Raw records |

+===+

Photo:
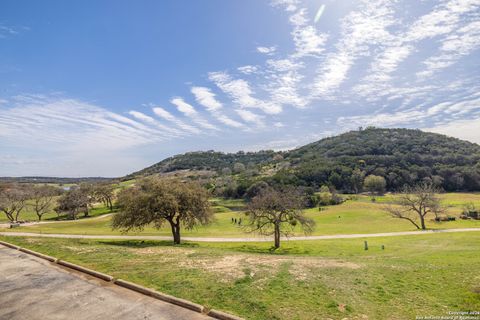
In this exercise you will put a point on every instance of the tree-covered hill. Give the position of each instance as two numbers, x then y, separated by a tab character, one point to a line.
401	156
207	160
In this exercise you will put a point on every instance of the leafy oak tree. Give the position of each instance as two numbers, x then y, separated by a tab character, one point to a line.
277	212
155	201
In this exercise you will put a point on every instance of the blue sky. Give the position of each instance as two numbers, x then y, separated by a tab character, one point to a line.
104	88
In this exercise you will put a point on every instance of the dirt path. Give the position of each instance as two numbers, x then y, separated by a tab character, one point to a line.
33	289
251	239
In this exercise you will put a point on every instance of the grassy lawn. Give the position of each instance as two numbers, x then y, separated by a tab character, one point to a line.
426	275
354	216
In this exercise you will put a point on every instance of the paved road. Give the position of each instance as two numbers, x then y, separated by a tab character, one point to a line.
33	223
251	239
34	289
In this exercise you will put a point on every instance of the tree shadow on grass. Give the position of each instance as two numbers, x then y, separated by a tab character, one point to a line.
147	243
262	249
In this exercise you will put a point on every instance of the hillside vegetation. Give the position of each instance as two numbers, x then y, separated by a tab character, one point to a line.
401	156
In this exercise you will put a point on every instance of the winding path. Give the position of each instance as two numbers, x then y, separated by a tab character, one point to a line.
251	239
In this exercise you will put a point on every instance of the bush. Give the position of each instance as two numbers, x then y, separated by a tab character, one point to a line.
469	211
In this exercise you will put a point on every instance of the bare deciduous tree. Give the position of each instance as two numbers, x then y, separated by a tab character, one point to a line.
156	201
13	199
275	212
105	193
73	202
415	203
43	199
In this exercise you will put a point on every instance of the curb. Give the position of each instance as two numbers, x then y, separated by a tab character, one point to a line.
38	254
6	244
160	296
131	286
91	272
222	315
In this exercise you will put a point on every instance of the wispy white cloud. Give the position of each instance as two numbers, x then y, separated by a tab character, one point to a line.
251	117
189	111
360	31
7	31
267	50
241	93
145	118
466	129
164	114
248	69
205	97
71	124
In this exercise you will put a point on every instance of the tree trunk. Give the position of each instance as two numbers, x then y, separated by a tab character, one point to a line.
277	236
175	231
422	222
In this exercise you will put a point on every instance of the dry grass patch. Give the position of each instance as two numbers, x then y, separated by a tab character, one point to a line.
232	267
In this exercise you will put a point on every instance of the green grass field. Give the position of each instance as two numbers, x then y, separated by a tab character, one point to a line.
427	275
354	216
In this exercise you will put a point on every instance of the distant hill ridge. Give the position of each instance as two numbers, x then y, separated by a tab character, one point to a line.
401	156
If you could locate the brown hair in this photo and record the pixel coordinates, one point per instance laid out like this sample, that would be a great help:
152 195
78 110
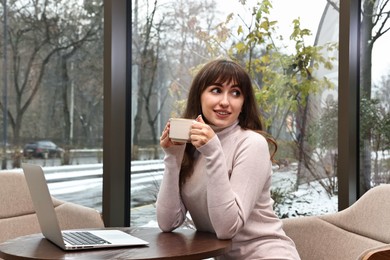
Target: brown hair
221 71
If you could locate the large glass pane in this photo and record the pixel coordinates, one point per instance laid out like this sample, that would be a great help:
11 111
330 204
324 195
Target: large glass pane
374 95
52 93
291 55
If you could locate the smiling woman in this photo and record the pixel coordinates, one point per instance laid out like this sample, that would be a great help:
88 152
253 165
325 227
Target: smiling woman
222 177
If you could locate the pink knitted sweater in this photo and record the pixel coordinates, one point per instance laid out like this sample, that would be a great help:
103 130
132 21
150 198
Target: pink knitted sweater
228 194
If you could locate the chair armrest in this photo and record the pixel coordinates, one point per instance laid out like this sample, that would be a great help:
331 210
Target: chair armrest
376 253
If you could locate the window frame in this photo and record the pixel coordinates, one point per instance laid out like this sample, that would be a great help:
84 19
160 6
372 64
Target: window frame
117 105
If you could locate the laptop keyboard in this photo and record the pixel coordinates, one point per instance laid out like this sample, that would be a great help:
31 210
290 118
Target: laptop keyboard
83 238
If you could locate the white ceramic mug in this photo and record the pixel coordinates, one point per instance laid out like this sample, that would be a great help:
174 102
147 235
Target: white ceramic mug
180 129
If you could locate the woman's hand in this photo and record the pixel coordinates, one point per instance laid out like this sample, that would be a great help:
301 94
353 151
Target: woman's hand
201 133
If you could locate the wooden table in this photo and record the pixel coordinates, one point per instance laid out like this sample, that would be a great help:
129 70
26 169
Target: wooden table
180 244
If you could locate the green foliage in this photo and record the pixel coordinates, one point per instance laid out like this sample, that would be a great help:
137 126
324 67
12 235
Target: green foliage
283 81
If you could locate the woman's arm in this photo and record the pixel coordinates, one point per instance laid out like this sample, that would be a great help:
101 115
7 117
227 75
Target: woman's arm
170 210
231 201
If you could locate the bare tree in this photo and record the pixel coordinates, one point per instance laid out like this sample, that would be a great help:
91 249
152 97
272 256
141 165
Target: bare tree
36 33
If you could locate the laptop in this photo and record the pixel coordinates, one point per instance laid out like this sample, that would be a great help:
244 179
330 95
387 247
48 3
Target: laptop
69 239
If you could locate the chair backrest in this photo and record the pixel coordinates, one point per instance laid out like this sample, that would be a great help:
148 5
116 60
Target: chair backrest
369 216
17 215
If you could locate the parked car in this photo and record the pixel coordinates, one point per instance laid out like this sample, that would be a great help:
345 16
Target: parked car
42 149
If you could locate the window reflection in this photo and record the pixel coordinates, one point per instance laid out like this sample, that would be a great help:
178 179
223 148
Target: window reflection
374 97
52 102
294 71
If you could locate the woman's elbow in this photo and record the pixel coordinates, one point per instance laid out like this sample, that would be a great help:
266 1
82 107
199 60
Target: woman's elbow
225 234
166 228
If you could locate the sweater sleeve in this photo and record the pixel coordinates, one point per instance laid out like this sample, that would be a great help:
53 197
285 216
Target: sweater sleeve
170 209
231 200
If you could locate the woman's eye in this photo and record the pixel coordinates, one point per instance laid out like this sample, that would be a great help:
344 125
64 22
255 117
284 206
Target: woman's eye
236 93
215 90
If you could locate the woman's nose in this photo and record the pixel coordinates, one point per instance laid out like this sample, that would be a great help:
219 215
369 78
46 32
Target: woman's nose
224 102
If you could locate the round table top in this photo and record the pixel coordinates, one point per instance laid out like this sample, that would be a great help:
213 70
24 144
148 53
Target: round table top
180 244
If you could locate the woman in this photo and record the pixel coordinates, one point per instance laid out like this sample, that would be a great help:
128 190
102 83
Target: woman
223 176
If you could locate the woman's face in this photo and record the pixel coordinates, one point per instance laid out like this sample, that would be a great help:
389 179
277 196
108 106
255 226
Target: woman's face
222 103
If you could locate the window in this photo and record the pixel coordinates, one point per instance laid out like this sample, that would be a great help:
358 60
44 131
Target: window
52 93
169 42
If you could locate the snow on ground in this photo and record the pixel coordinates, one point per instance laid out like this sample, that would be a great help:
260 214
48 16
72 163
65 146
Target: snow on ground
310 199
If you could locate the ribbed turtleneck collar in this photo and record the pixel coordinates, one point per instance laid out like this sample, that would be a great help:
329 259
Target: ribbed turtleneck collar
223 131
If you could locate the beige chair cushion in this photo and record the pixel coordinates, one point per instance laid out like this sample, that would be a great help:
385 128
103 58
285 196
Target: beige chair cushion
345 235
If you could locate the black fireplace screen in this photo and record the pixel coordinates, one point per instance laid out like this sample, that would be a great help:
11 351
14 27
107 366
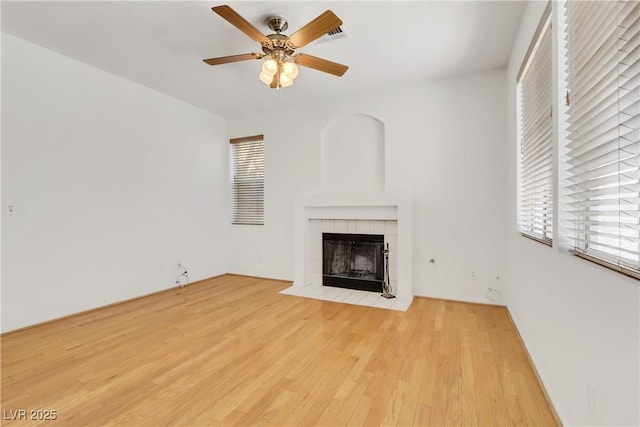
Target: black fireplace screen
353 261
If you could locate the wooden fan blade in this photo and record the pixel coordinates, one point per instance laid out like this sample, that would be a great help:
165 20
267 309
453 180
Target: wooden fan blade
232 58
320 64
240 23
316 28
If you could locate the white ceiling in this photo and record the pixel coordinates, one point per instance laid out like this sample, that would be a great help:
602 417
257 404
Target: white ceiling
161 45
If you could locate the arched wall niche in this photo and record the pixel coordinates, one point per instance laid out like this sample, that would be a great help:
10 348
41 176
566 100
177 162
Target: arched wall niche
353 159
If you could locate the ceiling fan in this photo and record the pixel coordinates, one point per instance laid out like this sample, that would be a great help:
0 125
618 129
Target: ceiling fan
280 66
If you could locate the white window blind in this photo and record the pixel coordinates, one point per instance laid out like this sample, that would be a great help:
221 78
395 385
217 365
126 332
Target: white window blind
536 136
247 180
603 46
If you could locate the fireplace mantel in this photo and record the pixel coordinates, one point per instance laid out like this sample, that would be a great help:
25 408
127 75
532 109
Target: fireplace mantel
349 206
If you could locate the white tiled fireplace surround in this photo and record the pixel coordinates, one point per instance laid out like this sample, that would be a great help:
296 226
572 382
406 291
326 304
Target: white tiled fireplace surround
372 213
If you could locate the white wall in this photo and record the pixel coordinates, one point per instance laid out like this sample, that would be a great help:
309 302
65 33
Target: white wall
444 146
580 322
113 183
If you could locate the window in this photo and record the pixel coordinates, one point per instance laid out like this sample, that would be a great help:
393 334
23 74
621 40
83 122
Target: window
247 180
536 136
603 52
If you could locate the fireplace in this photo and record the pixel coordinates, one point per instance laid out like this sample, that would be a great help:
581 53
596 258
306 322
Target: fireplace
353 261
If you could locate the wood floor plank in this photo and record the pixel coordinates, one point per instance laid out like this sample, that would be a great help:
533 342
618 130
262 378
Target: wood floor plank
232 351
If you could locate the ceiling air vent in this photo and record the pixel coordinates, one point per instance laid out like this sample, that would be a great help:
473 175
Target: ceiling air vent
336 33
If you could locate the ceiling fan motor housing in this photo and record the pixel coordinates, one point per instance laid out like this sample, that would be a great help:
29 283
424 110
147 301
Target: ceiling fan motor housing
278 23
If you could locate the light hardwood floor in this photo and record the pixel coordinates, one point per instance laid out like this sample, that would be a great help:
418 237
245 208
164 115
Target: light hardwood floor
232 351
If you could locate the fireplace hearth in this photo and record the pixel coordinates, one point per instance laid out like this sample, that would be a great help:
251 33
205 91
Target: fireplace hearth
353 261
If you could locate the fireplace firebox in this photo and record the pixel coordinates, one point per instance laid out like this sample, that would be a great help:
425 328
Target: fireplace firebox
353 261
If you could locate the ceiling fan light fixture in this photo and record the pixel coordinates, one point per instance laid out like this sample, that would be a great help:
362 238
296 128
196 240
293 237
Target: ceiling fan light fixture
265 78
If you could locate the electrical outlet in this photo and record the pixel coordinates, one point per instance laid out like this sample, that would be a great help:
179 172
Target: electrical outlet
591 397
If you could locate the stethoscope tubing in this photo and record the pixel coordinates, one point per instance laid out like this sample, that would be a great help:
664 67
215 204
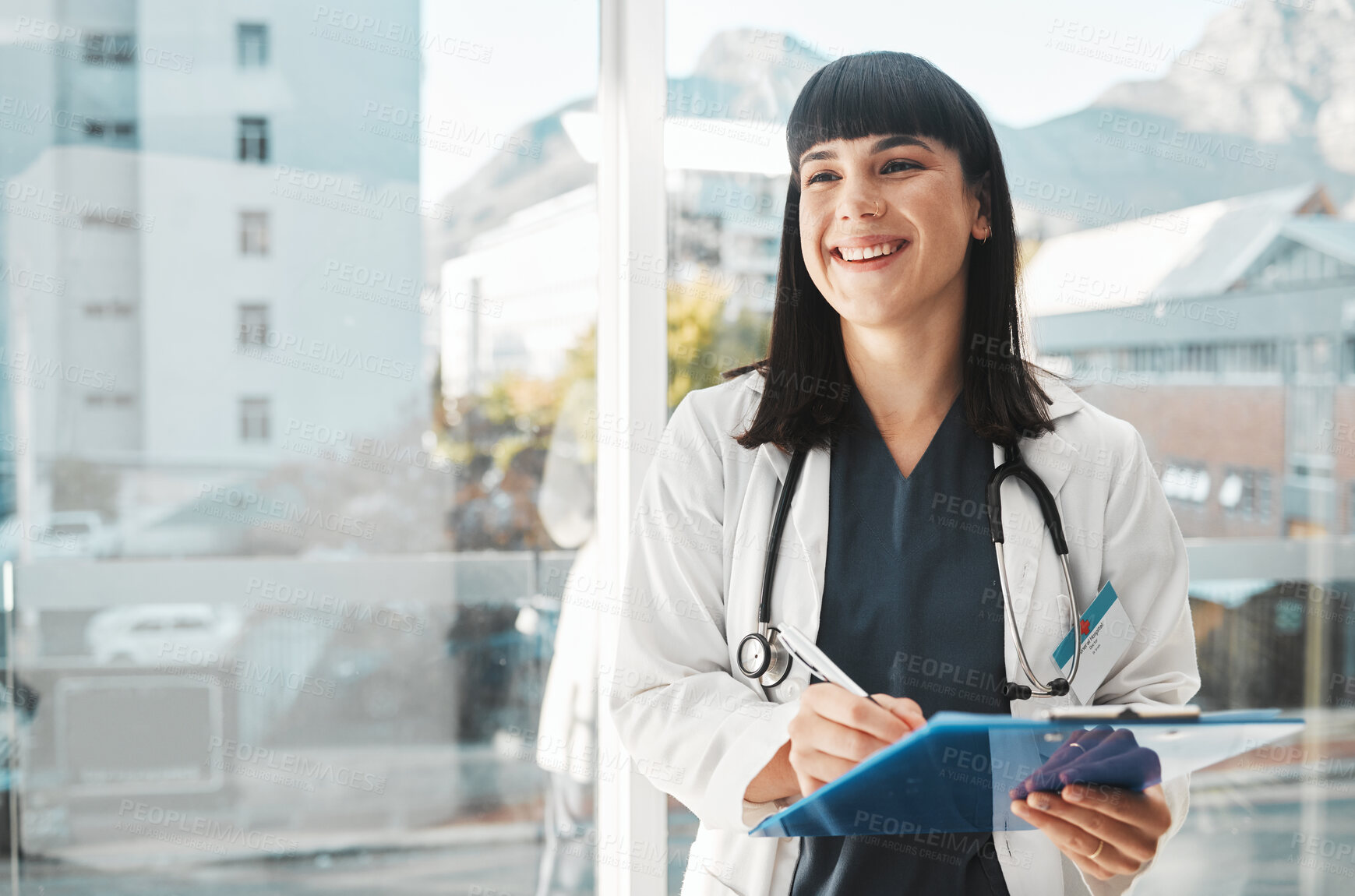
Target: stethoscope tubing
1014 465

+===+

Job | Print once more, exactly, the lines from the one with "If you could locate the fireplace hearth" through the last line of the data, both ends included, without any pictures.

Reply to the task |
If you could locate the fireplace hearth in this photo and record the pixel coordinates, one point per instance laid out like this sample, that would be a great help:
251 33
205 91
Target: fireplace hearth
353 261
If you could locate the fireplace firebox in this photo and record the pixel coordinates, one point per instance laid out like this sample, that would be a great help:
425 328
Target: fireplace firebox
353 261
If you could locate the ceiling fan light fixture in this photo and record the pixel coordinates, one point per instance laid out like this sample, that would be a great help:
362 238
296 128
196 240
293 237
Target: ceiling fan light fixture
265 78
If you could locate the electrical outlet in this photo and record the pixel coordinates, one point per instance laid out like this sample, that would be a great help:
179 172
Target: electrical outlet
591 397
If you could locate the stethoscope tubing in this photo and record the pixel coordinates, one point per instance laid out like this sample, that would be a great help:
664 67
215 204
Target: stethoscope tubing
1014 465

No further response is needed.